(Natural-language object grounding data)
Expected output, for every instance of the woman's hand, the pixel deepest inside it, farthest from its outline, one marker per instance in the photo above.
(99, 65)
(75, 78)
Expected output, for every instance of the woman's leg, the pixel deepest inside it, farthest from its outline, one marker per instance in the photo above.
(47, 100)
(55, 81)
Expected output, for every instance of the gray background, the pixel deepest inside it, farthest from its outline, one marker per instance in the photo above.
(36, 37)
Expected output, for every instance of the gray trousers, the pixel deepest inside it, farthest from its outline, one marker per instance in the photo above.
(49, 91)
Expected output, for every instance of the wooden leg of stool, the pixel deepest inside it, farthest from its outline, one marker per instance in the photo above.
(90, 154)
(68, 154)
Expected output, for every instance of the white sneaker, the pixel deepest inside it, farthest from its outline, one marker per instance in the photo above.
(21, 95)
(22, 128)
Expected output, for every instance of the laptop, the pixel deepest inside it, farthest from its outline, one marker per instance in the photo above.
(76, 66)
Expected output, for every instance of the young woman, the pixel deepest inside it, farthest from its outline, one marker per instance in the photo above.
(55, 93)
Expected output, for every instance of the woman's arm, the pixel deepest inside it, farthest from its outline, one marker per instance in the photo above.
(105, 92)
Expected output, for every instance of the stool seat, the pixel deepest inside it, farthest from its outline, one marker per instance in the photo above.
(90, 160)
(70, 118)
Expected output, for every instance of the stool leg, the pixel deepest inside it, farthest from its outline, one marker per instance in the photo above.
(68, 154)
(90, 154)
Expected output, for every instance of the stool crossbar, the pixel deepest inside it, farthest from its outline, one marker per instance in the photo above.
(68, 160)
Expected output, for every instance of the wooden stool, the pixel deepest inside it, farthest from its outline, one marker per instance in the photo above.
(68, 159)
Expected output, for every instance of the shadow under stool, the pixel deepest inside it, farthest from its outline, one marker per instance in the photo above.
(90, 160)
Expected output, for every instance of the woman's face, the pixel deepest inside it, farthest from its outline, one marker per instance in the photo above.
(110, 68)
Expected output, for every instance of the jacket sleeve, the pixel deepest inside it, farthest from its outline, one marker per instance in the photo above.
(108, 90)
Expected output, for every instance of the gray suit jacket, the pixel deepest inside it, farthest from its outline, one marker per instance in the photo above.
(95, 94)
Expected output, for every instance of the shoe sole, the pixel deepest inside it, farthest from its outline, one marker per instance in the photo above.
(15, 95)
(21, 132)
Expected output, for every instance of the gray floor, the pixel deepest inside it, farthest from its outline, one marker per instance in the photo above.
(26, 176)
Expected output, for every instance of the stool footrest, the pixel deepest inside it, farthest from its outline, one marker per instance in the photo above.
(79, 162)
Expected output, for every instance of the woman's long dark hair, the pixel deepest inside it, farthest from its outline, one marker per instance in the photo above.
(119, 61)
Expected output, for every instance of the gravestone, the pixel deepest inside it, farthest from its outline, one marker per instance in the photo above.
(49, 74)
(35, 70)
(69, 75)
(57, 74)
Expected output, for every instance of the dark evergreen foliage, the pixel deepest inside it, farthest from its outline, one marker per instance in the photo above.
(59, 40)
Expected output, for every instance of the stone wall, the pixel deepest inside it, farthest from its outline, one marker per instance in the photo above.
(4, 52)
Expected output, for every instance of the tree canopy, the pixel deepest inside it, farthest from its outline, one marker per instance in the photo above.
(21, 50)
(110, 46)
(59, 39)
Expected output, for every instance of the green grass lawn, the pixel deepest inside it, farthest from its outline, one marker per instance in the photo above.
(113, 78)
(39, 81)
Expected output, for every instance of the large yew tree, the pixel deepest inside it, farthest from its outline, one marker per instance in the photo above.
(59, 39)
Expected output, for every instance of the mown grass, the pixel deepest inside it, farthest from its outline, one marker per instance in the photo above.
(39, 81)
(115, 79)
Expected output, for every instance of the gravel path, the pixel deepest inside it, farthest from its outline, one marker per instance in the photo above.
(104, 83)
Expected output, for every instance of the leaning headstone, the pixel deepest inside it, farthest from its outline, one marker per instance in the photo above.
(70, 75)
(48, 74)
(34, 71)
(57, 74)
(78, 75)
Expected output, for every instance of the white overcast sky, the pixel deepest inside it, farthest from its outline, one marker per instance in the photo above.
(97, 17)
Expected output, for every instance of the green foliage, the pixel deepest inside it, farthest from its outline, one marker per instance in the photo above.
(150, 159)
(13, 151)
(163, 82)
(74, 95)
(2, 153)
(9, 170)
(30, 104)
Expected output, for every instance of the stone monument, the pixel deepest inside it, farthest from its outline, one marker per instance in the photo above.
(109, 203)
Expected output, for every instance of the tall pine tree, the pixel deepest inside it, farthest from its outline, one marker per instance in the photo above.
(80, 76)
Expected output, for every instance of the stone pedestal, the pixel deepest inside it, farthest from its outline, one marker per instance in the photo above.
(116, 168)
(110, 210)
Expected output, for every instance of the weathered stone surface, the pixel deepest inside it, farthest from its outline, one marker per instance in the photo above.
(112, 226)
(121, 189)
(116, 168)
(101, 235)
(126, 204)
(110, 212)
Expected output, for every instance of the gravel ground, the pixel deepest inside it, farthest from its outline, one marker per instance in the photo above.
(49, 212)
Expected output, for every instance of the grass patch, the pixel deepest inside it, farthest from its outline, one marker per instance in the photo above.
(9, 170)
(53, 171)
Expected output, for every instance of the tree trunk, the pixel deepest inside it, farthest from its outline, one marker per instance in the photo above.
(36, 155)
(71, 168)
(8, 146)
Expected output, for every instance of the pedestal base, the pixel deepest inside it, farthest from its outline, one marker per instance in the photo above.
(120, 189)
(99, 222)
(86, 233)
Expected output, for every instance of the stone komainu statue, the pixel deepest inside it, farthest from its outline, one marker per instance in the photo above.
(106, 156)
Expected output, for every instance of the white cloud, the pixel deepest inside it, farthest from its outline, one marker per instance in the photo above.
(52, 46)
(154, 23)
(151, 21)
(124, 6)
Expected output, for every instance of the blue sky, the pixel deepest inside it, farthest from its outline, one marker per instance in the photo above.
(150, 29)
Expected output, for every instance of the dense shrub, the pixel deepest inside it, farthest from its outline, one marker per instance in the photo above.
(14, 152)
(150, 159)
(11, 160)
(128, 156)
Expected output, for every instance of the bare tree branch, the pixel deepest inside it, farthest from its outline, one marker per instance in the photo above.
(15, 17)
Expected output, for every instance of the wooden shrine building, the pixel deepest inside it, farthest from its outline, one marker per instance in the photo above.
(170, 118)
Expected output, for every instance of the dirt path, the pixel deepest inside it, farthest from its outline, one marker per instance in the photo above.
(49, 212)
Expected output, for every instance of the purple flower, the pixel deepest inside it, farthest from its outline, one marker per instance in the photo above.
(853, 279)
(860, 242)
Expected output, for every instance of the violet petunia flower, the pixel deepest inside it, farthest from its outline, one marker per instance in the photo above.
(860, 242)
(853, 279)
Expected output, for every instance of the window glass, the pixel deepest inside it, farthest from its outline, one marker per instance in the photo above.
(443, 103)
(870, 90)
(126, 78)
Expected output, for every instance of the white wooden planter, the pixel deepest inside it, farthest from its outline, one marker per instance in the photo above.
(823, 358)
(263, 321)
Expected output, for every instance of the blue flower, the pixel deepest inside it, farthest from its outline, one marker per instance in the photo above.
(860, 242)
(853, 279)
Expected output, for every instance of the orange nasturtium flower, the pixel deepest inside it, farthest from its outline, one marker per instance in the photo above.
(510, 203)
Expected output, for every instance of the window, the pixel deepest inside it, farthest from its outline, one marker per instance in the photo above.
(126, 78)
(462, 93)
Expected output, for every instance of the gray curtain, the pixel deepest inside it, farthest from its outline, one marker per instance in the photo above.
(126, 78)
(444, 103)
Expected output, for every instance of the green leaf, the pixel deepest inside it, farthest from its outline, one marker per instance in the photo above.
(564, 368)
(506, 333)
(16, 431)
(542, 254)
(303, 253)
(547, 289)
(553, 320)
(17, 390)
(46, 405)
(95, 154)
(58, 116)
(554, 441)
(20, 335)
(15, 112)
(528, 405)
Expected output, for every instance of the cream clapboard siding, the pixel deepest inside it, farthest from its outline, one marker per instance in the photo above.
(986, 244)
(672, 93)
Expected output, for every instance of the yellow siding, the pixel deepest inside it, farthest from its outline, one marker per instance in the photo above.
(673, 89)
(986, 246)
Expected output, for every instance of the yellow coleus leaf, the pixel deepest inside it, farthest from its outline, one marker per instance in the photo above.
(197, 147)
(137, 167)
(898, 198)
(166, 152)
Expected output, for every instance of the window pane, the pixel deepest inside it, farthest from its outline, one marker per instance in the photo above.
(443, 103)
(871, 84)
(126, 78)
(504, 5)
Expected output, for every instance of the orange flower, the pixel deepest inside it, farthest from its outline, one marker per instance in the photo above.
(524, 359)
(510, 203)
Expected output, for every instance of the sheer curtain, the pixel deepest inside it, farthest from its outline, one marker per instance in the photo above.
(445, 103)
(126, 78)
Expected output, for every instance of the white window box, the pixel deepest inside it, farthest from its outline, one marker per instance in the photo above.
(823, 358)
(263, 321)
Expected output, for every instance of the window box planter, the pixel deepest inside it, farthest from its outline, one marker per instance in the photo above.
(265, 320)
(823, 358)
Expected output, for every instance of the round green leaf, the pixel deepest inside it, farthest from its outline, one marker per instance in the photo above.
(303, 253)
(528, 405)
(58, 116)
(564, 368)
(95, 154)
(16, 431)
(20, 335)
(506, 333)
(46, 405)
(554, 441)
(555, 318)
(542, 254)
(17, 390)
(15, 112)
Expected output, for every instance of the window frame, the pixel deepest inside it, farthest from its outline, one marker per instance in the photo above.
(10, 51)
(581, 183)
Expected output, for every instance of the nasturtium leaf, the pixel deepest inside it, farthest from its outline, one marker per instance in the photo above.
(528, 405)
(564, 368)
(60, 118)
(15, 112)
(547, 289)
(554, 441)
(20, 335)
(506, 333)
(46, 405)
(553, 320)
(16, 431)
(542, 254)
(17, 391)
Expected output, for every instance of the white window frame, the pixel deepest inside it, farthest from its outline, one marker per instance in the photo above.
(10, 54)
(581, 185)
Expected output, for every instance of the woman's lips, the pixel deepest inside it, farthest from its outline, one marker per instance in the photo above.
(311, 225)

**What is being asked:** The required answer is the line with "Expected output, for every instance of the woman's lips, the" plus every line after it to the end of the entries above, transcribed exactly.

**Solution to this problem:**
Expected output, for every instance of the woman's lips, the pixel deepest inside it, farthest from its outline, one marker per instance in the photo above.
(311, 225)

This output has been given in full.